◆ Problem statement: Pull out each line of the data below that contains the word "parrot", treating uppercase and lowercase as different.

◆ Data provided:
┄┄┄┄┄┄

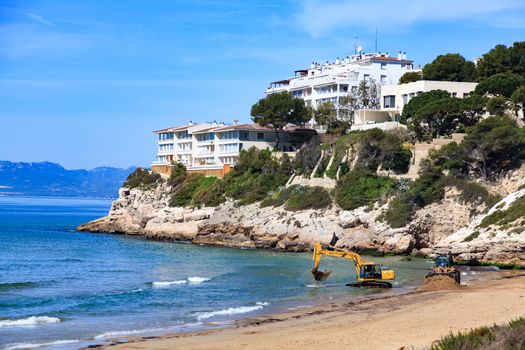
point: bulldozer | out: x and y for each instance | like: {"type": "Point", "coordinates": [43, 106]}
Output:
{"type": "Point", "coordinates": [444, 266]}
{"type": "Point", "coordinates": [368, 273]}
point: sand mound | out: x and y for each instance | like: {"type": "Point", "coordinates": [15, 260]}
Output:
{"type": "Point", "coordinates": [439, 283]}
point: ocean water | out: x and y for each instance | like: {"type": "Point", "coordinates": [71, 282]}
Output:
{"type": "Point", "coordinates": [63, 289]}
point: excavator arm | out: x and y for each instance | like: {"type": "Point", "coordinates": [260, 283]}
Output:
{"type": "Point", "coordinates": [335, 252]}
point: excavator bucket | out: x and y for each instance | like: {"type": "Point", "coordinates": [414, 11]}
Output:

┄┄┄┄┄┄

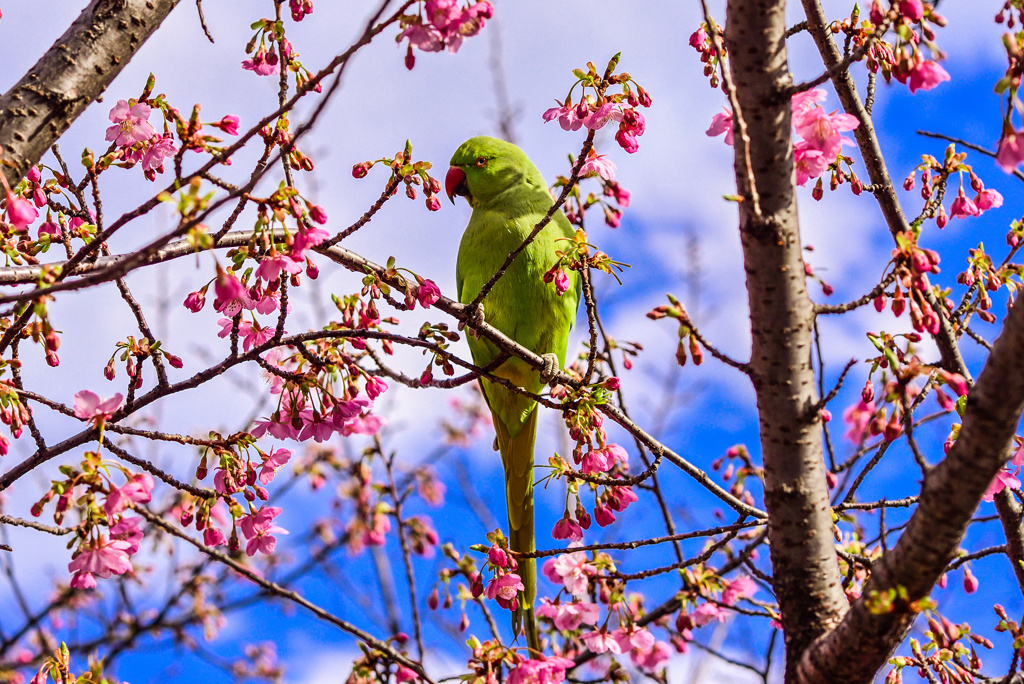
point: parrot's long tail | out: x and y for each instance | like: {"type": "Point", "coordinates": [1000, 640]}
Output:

┄┄┄┄┄┄

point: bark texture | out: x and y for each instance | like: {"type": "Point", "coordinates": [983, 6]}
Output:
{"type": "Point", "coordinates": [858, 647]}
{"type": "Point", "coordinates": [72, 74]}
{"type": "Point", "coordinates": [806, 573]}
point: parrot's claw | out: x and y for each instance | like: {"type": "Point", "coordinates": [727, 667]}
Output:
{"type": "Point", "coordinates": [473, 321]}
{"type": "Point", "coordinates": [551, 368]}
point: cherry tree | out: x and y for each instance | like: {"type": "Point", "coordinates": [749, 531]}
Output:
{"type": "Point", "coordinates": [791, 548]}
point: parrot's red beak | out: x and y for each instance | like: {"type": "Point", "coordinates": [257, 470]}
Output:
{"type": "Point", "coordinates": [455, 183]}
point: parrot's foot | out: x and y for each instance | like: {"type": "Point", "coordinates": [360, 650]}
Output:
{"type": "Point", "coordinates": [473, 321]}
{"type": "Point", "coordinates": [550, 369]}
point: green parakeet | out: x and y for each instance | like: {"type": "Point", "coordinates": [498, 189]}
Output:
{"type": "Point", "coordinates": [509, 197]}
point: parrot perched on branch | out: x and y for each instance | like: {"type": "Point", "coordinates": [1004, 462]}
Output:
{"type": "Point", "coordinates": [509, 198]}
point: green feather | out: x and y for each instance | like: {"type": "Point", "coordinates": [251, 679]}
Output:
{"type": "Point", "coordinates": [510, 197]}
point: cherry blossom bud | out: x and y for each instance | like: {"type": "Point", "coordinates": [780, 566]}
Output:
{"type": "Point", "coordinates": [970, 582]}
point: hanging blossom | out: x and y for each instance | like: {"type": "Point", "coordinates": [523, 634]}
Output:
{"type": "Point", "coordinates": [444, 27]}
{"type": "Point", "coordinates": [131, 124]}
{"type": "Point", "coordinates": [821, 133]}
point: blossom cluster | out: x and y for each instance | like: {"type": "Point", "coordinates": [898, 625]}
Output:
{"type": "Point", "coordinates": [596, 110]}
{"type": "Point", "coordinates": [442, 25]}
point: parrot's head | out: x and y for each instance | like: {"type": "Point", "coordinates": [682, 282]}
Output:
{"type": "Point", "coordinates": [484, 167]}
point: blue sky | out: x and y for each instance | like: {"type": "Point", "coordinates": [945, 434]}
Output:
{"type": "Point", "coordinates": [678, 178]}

┄┄┄┄┄┄

◆ Solution to this problem:
point: parrot's long tail | out: x and y for each instance | like: {"type": "Point", "coordinates": [1000, 640]}
point: parrot's claw | out: x and y for each instance | like: {"type": "Point", "coordinates": [727, 667]}
point: parrot's red beak | out: x and y for each instance | like: {"type": "Point", "coordinates": [257, 470]}
point: parrot's foot | out: x and y for each instance | like: {"type": "Point", "coordinates": [360, 650]}
point: parrot perched on branch | out: x and y for each instance | like: {"type": "Point", "coordinates": [1004, 462]}
point: parrot's head | out: x and y for each instance | like: {"type": "Point", "coordinates": [682, 282]}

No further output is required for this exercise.